**Action item:**
Pick up the essay on our state of understanding after its last sentence and write what comes next.

Adam Blatner

Words and Images from the Mind of Adam Blatner

Our State of Understanding

Originally posted on June 25, 2015

I read this line somewhere: “It is therefore crucial for any professional to under-stand how and why we behave and interact with others the way we do.” In my opinion this considerably overstates the situation. The above-quoted line was perhaps part of the worldview in the 20th century, but now in the 21st century information has quite thoroughly surpassed our capacity to understand. I will concede that we do indeed understand behavior, but only to a limited degree. We understand significantly more than a century ago, but I think very little relative to what remains to be understood.

The question of how much we know or understand was hardly asked before the 19th century, and then only in terms of whether we were godly or not, according to the religious standards of the community. Non-godly thoughts were the temptations of the devil and the weakness of the flesh. Something like that. There were a few reflective souls in the previous centuries, but really very few people read or thought about them. We get an over-representation of responses from those who both read and wrote and forget what a small percentage of the population that was.

**Extracted information:**
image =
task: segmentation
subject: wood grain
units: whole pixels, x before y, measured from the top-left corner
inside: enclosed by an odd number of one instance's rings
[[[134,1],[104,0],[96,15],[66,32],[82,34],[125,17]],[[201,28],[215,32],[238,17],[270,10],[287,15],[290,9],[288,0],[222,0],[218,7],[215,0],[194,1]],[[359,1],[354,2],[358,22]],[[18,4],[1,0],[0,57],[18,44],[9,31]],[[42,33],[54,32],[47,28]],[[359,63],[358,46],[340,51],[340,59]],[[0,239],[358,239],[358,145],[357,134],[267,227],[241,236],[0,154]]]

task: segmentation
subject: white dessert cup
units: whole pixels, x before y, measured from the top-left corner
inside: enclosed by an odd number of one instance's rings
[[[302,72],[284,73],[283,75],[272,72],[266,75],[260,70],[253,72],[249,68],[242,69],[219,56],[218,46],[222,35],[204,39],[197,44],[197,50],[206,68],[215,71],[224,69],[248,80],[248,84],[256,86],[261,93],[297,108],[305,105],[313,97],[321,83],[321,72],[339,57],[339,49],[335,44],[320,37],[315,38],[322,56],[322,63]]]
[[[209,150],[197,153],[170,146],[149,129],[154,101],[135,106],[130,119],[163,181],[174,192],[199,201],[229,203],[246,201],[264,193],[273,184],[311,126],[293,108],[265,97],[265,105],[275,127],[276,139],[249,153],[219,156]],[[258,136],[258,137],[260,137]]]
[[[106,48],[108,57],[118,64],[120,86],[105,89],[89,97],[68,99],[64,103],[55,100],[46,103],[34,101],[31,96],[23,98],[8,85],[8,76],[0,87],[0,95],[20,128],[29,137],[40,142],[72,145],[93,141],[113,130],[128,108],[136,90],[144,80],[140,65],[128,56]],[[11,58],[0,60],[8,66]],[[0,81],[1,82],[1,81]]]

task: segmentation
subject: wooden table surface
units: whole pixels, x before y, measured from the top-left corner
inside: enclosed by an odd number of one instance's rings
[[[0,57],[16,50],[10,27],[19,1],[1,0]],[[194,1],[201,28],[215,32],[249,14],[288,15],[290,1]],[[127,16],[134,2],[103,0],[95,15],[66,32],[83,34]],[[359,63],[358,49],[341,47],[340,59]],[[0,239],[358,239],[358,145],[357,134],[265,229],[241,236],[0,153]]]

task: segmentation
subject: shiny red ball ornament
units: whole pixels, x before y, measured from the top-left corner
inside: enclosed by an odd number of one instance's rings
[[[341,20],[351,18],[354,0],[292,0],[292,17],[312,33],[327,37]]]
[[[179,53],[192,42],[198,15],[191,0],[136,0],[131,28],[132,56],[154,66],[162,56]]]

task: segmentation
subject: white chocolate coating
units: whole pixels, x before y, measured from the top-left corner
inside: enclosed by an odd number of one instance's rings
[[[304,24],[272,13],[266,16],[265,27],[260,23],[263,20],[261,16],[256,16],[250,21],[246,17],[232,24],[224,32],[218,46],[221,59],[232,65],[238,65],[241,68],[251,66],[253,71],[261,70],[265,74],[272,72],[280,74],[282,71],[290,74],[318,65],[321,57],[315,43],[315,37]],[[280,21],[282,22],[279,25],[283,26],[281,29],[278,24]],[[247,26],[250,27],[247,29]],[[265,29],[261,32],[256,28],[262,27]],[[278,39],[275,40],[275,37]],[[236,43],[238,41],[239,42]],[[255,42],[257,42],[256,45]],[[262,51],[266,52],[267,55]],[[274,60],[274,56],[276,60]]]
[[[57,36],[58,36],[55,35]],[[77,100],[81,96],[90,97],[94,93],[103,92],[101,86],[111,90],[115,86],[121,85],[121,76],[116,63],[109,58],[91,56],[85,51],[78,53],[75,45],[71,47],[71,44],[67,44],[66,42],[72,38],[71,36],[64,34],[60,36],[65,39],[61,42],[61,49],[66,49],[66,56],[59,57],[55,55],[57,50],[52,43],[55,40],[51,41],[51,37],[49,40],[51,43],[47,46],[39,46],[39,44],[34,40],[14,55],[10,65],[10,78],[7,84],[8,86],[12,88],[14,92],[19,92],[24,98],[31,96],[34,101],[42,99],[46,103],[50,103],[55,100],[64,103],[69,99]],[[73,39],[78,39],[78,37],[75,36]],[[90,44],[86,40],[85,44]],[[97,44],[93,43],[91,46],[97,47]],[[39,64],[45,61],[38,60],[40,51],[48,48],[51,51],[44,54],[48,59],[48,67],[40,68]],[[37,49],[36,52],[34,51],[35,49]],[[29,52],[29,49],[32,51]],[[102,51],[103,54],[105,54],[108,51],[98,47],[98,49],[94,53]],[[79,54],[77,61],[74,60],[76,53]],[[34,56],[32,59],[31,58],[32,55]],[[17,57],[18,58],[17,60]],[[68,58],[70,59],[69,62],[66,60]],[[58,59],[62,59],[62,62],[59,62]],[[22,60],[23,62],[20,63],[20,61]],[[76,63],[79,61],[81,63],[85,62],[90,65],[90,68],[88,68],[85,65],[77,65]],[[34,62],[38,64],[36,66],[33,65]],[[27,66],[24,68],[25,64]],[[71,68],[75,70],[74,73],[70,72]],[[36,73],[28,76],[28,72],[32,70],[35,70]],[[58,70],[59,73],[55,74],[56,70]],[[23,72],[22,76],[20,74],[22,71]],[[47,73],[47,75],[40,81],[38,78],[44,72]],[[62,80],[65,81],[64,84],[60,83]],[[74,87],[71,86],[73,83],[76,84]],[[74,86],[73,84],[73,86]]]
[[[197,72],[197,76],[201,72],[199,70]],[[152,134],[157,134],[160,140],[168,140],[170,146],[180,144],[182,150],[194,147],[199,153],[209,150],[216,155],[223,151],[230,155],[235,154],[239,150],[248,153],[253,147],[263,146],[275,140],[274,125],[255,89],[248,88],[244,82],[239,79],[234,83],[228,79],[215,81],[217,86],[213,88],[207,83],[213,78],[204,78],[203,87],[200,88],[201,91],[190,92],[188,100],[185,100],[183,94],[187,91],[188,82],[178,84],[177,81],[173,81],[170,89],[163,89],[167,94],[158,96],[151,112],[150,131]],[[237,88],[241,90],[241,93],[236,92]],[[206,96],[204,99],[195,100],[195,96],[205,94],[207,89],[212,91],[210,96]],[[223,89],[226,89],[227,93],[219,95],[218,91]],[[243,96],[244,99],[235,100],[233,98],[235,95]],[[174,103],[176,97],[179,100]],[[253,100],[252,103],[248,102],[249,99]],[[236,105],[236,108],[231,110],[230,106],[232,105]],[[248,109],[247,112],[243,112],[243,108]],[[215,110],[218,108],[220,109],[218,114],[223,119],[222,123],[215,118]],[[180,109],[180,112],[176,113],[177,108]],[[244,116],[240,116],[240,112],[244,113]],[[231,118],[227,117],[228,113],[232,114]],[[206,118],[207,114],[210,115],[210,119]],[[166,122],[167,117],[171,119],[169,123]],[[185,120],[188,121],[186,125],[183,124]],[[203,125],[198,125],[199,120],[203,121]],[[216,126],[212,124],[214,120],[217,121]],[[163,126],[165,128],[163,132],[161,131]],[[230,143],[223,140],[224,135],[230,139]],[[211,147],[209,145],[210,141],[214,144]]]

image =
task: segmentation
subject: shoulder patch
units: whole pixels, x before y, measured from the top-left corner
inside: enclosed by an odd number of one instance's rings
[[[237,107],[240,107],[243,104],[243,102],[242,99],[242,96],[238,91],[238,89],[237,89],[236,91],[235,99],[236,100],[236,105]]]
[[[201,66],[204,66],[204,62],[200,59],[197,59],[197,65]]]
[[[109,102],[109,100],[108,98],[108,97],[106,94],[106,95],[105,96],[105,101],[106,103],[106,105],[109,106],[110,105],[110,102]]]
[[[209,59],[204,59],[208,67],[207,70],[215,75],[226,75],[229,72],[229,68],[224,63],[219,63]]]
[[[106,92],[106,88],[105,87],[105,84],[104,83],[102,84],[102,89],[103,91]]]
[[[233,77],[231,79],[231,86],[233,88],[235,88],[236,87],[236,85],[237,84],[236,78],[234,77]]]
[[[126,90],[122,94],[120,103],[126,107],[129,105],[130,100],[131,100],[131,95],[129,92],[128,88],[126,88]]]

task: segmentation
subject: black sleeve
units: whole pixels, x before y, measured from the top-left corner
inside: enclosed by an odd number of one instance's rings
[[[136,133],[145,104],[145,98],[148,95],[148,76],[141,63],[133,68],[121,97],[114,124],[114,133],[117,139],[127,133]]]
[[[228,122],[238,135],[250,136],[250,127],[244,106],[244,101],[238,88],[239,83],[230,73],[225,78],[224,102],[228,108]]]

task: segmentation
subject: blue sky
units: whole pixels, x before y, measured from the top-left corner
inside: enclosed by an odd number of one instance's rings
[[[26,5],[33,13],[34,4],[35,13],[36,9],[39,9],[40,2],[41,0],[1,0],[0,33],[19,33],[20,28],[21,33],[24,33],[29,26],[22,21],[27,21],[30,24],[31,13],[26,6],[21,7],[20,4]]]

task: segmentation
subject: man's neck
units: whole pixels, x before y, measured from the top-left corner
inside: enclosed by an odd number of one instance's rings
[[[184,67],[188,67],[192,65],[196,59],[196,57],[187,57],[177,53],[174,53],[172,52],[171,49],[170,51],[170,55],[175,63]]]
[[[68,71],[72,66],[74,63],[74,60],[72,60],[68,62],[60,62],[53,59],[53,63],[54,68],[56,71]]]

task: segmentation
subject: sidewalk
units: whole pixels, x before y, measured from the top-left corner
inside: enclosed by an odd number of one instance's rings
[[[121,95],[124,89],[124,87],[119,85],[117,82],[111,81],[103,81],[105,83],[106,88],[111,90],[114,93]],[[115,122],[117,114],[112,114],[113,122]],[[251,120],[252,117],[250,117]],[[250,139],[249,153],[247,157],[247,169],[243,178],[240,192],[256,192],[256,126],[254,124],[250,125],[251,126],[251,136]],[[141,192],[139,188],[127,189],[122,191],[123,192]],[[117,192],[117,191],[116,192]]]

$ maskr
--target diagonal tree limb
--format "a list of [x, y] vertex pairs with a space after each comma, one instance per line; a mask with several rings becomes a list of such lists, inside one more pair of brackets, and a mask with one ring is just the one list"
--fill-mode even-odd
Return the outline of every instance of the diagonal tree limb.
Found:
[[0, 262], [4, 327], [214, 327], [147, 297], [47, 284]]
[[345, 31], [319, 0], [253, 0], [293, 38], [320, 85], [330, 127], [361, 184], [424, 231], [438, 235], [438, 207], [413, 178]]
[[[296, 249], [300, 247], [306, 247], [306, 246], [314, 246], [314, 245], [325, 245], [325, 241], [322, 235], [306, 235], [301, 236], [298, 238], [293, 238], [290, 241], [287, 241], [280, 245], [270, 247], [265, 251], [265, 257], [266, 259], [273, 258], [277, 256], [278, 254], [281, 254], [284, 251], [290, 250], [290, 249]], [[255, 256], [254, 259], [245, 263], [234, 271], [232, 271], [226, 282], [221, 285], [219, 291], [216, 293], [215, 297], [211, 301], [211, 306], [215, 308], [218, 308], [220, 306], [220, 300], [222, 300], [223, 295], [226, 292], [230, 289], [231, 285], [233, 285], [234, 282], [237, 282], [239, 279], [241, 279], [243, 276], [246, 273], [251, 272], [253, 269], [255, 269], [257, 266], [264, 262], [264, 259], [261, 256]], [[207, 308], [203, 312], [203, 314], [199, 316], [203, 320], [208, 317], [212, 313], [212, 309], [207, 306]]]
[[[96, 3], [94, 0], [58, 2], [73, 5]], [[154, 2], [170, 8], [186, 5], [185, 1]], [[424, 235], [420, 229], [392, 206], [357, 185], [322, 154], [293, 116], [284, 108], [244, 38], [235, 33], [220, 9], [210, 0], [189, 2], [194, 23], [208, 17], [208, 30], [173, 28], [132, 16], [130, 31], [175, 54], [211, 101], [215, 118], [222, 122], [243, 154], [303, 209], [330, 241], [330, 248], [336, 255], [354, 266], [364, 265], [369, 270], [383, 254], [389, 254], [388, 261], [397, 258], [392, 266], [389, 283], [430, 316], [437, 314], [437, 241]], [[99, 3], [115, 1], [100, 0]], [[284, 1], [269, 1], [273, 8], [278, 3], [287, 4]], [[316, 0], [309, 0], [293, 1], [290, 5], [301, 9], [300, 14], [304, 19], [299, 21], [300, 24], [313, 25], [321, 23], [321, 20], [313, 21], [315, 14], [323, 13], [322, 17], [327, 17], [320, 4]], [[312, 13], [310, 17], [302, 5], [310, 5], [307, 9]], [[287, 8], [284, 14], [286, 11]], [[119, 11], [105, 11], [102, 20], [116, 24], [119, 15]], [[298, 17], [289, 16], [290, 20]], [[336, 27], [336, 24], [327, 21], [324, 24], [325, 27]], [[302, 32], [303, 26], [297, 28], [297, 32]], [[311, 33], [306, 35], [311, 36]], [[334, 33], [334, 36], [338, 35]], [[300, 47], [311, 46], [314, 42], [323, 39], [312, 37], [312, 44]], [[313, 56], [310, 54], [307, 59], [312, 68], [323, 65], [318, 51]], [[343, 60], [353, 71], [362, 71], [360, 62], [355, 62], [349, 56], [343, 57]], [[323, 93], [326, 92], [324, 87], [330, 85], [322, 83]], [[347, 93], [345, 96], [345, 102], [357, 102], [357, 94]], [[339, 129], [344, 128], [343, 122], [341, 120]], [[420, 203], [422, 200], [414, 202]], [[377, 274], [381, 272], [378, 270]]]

**Reply:**
But my point speaks to the state of knowledge today, even, and it speaks from the authority of a Board-Certified Psychiatrists. I speak of, first, our ignorance as to why people lose it, go off the deep end, become psychotically manic, depressed, paranoid, etc. We know a few things about chemicals, infections, and the like, but there’s so very, very much we don’t know.

Second, addressing non-psychosis, there are those with what used to be called “character” disorders. There are the very fearful and obsessive, and the seemingly fearless and psychopathic. There are the dumb ones who get caught and go to jail and the smart ones who get themselves elected or promoted and rip off the rest of us. Most people are in the middle and often there’s some mixture of folly, phony societal standards, propaganda, uncritical thinking and gullibility, and the general lack of much advance in the evolution of consciousness. Sure, we’ve evolved, but by a whole lot less than we think we have. As a whole, it’s a pretty savage society made up of tyrannical rules and people who know how to work the system, inherited wealth, people struggling to work but not succeeding very much, and losers. It’s also controversial who and what are in which group.

The definitions of how and why we behave are often couched around fairly limited syndromes among those who judge themselves or adjudged by others to be problematic. Meanwhile, it’s taboo to suggest that a major reason people behave as they do is that they believe what is evidently and not-too-apparently untrue about their status. He’s a success, she’s a loser. The criteria are often superficial and phony.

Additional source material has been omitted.